What this task involves: Please write out all of the records below again, requests included, leaving out the pictures. Multiply every vertex coordinate in the answers by 1.9 and round each result to a whole number, with halves rounding up.

Record extracts:
-------

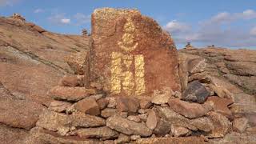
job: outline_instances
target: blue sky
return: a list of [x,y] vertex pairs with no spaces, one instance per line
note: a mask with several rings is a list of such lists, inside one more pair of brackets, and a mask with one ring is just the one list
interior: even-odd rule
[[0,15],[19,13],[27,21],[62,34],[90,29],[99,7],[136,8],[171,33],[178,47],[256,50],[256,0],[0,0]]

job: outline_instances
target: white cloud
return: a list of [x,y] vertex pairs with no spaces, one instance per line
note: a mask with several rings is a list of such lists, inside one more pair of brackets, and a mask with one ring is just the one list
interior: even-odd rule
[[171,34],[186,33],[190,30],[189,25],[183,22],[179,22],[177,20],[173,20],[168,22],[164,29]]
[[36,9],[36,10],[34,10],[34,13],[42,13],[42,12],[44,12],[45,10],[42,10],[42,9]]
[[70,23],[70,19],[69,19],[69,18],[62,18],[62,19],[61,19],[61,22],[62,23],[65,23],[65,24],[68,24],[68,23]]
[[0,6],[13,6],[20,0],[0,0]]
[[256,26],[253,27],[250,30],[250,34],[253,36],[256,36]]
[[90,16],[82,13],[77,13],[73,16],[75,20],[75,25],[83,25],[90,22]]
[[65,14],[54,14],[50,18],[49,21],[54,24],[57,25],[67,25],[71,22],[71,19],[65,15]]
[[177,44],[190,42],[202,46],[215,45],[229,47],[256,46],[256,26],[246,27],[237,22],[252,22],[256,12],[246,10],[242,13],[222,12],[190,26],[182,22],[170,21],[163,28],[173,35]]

-------

The response:
job: outline_instances
target: blue sky
return: a list of [x,y] vertex pairs with no spaces, one instance per line
note: a mask with several rings is a list of such lists, inside one more pair of brackets, and a mask with one ring is just the one list
interior: even-odd rule
[[0,29],[36,25],[51,40],[118,65],[171,55],[188,13],[258,15],[325,63],[338,89],[486,95],[486,0],[0,0]]

job: outline_instances
target: white cloud
return: a list of [x,y] vertex pairs with no spaces, one instance per line
note: a mask with several rings is a list of such lists, inside one more pair of brackets, and a mask with one ring is just the one list
interior: even-odd rule
[[325,65],[353,63],[361,57],[359,48],[348,42],[340,42],[336,38],[329,38],[319,42],[312,55]]
[[68,17],[68,19],[65,19],[65,25],[80,25],[80,23],[84,23],[86,19],[80,19],[80,17]]
[[133,44],[133,36],[131,36],[131,34],[118,34],[118,36],[116,36],[116,42],[118,44],[124,44],[124,46],[129,46],[129,44]]
[[0,11],[25,11],[38,0],[0,0]]
[[486,49],[481,51],[475,57],[475,65],[481,68],[486,68]]
[[171,30],[156,25],[146,25],[139,30],[143,38],[143,48],[158,48],[171,42]]
[[124,27],[103,27],[95,34],[93,40],[103,46],[108,48],[127,48],[135,42],[135,36],[124,29]]
[[336,84],[361,80],[384,87],[409,86],[435,89],[486,87],[486,49],[467,51],[450,42],[479,42],[486,23],[467,19],[460,25],[422,23],[361,49],[346,42],[323,40],[310,53],[329,67]]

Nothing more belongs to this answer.